◆ Selected passage ◆
Wite out: A group of friends decided to don their wedding dresses and storm the cul-de-sac in their neighborhood. The ladies (I’m assuming) decided to have a “fancy wine night,” box-o-vino in tow. The brides popped champagne bottles, rode scooters, and socially distanced themselves in a photo shoot. No word on who caught the bouquet, but one lucky man, aged 93, caught the garter. He’s now in stable condition.

Dog shamers: Hank the Newfoundland dog has two humans who have decided to dress him up daily in different styles and then post the images of his costumes online. This message is for Hank: Get out now. One picture of him is that of a tarot card reader. I say: Read the cards. They say that you’re going to have “mishap” on each of the owners’ beds. Meanwhile, Hank has retained famed attorney Gloria Allred. There are murmurs that a lawsuit might be brewing. Hank himself said the case is about humility and “being able to hang my head high even when I’m sniffing crotches.” The alleged suit charges that the owners embarrassed and mortifed the Newfoundland, age unknown. “I’m not going to just rollover when they tell me too,” Hank said. There is also word that a Lifetime movie is in the works, titled, “Dress Me Up, Sleep With One Eye Open: The Hank the Newfoundland Story.”

Cheer down already: In a related story, a mailman in the U.K. likes to entertain the folks on his route by dressing up in different costumes, which include a cheerleader, Waldo and Cleopatra. “Everybody is now coming to the door, waiting for me to come ’round.”

He thinks they’re excited to see him. I think they’re just alarmed. Once the first person spots this individual going postal, they apparently message each other to warn them of his imminent package delivery. Hank noted: “Clearly, this isn’t just a canine affliction.”

Spudnik: A head honcho at People for the American Way was holding a weekly Monday morning check-in (who doesn’t love those) with her colleagues when she accidentally turned on a potato filter and was unable to change it back. Her image, for the rest of the meeting, was a potato with a face on it. “We started flipping on our cameras and the boss popped up as a potato in the soil. We all laughed because all you could see were her eyes and mouth.” Rumor has it that the boss is now avoiding starches in her diet and she’s not allowed to press buttons randomly on a computer like a cat playing a piano.

◆ Data section ◆

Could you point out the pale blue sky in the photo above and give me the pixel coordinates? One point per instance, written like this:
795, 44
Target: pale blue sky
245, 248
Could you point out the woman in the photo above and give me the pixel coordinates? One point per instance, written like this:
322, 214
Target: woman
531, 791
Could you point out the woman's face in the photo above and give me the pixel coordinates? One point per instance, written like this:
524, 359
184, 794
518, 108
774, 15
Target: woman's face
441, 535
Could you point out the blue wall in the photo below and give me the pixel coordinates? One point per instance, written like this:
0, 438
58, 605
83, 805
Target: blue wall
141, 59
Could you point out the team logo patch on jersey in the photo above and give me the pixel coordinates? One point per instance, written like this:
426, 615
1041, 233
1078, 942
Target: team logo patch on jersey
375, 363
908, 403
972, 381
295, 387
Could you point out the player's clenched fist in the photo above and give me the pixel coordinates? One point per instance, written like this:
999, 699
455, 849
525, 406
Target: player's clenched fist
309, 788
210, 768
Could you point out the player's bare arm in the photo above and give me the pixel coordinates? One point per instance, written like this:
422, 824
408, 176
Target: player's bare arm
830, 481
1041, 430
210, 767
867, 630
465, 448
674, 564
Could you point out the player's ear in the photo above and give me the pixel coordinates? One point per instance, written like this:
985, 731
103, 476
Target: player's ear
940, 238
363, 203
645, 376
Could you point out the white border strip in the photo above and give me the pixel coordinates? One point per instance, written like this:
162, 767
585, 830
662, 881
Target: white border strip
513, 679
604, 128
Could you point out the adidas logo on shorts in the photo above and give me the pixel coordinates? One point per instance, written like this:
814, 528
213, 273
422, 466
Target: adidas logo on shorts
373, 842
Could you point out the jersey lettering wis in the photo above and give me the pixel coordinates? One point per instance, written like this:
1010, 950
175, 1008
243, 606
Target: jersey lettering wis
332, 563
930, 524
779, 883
---
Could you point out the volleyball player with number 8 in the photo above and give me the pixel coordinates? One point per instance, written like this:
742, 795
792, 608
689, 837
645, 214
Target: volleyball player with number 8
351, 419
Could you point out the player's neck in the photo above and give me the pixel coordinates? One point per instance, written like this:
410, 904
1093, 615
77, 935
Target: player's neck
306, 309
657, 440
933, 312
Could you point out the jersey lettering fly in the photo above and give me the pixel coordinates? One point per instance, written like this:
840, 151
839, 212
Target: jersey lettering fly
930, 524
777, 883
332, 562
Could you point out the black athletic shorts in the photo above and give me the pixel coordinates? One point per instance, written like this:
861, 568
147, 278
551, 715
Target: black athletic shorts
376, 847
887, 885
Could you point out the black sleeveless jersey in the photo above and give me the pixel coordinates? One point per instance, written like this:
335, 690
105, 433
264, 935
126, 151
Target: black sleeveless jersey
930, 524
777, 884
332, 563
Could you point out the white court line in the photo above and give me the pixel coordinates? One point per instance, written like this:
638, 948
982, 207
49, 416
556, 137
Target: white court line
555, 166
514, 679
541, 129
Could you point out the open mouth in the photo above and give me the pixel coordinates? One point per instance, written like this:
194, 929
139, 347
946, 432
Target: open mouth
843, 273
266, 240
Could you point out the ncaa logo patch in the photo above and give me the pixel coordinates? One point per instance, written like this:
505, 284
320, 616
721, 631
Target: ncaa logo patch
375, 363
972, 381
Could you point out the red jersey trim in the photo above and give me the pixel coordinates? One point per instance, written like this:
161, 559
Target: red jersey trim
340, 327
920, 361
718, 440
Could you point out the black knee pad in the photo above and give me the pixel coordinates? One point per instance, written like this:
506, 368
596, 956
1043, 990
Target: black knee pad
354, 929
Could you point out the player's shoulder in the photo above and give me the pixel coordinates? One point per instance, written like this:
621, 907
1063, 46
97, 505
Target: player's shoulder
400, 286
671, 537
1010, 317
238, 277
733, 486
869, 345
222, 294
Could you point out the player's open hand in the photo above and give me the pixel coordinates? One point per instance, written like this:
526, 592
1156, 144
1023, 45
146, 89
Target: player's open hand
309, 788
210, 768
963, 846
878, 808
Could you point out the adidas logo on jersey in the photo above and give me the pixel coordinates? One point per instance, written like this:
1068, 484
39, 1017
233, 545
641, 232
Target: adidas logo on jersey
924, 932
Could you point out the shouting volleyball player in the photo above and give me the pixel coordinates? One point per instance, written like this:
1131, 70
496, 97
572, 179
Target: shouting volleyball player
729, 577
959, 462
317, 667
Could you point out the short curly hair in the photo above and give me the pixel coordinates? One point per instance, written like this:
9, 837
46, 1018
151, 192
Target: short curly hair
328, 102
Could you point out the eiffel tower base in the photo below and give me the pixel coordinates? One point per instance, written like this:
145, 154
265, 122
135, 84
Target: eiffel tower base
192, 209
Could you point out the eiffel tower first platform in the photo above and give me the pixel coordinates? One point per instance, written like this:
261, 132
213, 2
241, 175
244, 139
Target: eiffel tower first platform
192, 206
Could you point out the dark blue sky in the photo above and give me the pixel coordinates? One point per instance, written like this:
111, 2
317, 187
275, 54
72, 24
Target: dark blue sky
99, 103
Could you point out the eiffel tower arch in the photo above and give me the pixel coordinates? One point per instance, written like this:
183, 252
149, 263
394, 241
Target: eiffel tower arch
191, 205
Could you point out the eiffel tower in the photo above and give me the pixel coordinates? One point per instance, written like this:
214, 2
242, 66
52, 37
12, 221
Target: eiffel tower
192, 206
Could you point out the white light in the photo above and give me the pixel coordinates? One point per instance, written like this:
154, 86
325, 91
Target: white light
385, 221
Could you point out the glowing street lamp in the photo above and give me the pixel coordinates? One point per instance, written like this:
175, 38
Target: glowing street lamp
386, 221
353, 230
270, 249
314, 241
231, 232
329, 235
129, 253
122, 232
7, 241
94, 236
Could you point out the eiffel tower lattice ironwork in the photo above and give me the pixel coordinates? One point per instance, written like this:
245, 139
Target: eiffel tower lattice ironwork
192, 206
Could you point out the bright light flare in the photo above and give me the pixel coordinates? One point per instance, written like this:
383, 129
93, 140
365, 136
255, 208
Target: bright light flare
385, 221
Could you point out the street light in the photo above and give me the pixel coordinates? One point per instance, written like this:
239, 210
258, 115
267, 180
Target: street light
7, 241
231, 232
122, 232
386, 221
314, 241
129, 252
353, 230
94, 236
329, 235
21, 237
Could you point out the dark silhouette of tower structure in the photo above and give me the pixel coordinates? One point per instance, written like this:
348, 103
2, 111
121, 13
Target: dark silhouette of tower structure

◆ Task details ◆
Pick up the humor column of offbeat news items after its last sentence and continue it. The data shown here were taken from a separate source.

◆ The answer ◆
Chipping away at intelligence: During a normal time, eating the last Dorito chip wouldn’t be such a big deal. But now having to don Hazmat gear to go back to the store, it has become the quickest way to a divorce, break-up or a life of monk-like solitude. One man, with an absurd amount of free time, spent hours making a fake chip, so he could secretly eat the real one without telling his girlfriend. “As an artist and as an actor, I try not to look at anything as a waste of time,” said the Harvard graduate, I’m guessing. “I mean, it wasn’t a waste of time, I got to eat the last Dorito and she still hasn’t noticed.” Meanwhile, his girlfriend has moved on with her life and is now living in a commune with Cap’n Crunch and the little weird dude in the Dr. Pepper commercials.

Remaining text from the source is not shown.